### Given exercise
Pick out each line in the records below that contains the string "surface" and copy those lines in full. The match is case-sensitive.

•••

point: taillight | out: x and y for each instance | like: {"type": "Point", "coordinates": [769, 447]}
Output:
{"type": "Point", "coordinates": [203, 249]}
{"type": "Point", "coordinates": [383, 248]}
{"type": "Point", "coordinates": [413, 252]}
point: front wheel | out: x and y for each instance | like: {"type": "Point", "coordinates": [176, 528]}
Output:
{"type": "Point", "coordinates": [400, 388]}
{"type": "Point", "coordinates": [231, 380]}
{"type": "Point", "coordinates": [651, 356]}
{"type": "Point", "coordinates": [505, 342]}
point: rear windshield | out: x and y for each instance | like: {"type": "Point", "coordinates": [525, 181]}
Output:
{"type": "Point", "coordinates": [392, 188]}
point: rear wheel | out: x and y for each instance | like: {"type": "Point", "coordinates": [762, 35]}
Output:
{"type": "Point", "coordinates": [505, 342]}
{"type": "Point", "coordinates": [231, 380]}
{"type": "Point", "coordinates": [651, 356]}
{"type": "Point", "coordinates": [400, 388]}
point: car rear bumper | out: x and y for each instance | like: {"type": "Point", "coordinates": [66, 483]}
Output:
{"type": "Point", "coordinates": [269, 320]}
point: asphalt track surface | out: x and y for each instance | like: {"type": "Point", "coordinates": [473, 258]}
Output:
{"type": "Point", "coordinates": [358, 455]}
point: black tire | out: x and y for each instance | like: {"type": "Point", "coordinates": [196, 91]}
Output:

•••

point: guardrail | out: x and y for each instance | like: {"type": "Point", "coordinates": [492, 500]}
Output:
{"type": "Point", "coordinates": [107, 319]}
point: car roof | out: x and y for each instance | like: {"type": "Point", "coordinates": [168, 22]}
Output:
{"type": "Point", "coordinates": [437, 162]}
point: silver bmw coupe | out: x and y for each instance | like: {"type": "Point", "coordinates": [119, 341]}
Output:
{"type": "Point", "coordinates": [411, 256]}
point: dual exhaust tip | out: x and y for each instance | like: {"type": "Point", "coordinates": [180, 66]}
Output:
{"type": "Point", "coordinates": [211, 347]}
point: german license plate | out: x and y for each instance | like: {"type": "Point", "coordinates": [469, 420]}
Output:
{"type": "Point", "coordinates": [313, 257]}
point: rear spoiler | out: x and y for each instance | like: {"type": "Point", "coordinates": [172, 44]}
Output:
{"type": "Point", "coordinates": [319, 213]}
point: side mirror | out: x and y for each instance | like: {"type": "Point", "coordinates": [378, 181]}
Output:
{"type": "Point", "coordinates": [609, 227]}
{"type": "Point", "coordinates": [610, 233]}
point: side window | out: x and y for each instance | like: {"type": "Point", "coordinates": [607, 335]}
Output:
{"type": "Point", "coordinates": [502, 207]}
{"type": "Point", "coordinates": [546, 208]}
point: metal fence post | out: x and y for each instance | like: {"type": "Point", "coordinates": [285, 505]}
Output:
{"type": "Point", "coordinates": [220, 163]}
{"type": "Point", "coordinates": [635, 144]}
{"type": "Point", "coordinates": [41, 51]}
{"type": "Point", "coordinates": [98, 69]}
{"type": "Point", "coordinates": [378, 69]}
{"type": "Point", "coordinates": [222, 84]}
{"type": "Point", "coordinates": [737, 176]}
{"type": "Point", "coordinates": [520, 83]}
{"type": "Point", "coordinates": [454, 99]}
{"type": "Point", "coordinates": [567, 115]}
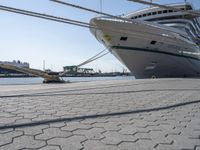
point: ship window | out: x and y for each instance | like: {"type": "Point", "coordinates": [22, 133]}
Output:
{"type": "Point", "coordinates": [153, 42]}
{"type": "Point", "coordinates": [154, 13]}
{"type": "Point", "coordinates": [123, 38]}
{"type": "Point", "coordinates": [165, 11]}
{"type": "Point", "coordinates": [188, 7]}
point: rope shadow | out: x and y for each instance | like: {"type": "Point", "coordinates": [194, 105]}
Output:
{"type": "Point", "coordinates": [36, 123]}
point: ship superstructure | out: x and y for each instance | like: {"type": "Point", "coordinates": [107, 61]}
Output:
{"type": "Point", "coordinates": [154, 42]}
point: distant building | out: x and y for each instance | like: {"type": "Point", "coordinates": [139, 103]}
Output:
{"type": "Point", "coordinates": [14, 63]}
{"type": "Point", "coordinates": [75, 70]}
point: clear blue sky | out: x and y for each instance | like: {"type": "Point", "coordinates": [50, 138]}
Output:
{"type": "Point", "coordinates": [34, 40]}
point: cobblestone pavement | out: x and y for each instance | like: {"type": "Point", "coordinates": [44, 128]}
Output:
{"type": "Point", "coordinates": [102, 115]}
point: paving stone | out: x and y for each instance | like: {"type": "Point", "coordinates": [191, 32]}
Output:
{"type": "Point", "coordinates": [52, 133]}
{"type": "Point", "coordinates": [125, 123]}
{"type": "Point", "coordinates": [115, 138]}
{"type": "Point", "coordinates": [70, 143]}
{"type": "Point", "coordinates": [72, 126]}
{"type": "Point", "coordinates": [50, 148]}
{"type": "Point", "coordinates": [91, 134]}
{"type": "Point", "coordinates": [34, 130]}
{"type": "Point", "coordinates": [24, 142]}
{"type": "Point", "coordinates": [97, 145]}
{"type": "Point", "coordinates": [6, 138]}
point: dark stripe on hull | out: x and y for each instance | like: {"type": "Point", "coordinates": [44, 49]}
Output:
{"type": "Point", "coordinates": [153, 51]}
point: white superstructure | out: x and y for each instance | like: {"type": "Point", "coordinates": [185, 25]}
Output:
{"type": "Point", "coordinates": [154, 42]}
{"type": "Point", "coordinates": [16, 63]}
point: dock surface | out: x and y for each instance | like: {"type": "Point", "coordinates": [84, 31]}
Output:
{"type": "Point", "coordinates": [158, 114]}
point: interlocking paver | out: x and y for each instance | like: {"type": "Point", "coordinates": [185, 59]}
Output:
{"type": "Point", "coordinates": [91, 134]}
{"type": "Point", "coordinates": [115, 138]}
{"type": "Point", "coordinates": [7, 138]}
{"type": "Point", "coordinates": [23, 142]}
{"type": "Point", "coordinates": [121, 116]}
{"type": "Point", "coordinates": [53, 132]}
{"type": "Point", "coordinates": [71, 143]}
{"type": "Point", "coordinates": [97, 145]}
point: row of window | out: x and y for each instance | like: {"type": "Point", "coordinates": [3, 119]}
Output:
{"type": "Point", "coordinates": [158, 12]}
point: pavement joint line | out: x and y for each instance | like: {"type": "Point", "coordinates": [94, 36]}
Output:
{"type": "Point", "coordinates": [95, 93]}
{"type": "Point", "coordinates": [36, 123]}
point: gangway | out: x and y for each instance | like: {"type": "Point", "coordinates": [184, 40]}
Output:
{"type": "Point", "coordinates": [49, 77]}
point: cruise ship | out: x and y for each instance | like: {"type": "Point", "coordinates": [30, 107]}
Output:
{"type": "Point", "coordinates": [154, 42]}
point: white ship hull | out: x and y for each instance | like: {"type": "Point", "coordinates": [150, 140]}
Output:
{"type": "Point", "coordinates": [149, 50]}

•••

### Answer for the task
point: asphalt track surface | out: x and y for each instance | like: {"type": "Point", "coordinates": [473, 258]}
point: dock surface | out: x and y for each instance | like: {"type": "Point", "coordinates": [84, 31]}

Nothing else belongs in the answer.